May I please have every record restated word for word, with the images left out?

(Beginning of DATA EXTRACTS)

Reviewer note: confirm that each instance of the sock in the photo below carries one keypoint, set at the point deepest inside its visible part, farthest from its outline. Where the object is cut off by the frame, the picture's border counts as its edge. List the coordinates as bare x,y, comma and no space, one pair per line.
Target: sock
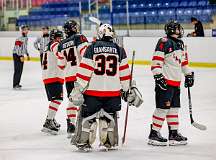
172,118
53,108
72,112
158,118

(End of DATA EXTRACTS)

• **FINISHED EXERCISE**
Reviewer note: confirm that each instance of the sock in the photo below carries one keypoint, set at the point deepest inside its visible part, farthest from its outline. Where the object is cut off by the frame, the picture's border counts as its edge. List the coordinates as bare x,y, comma and no space, one pair per line.
Target: sock
172,118
53,108
72,112
158,118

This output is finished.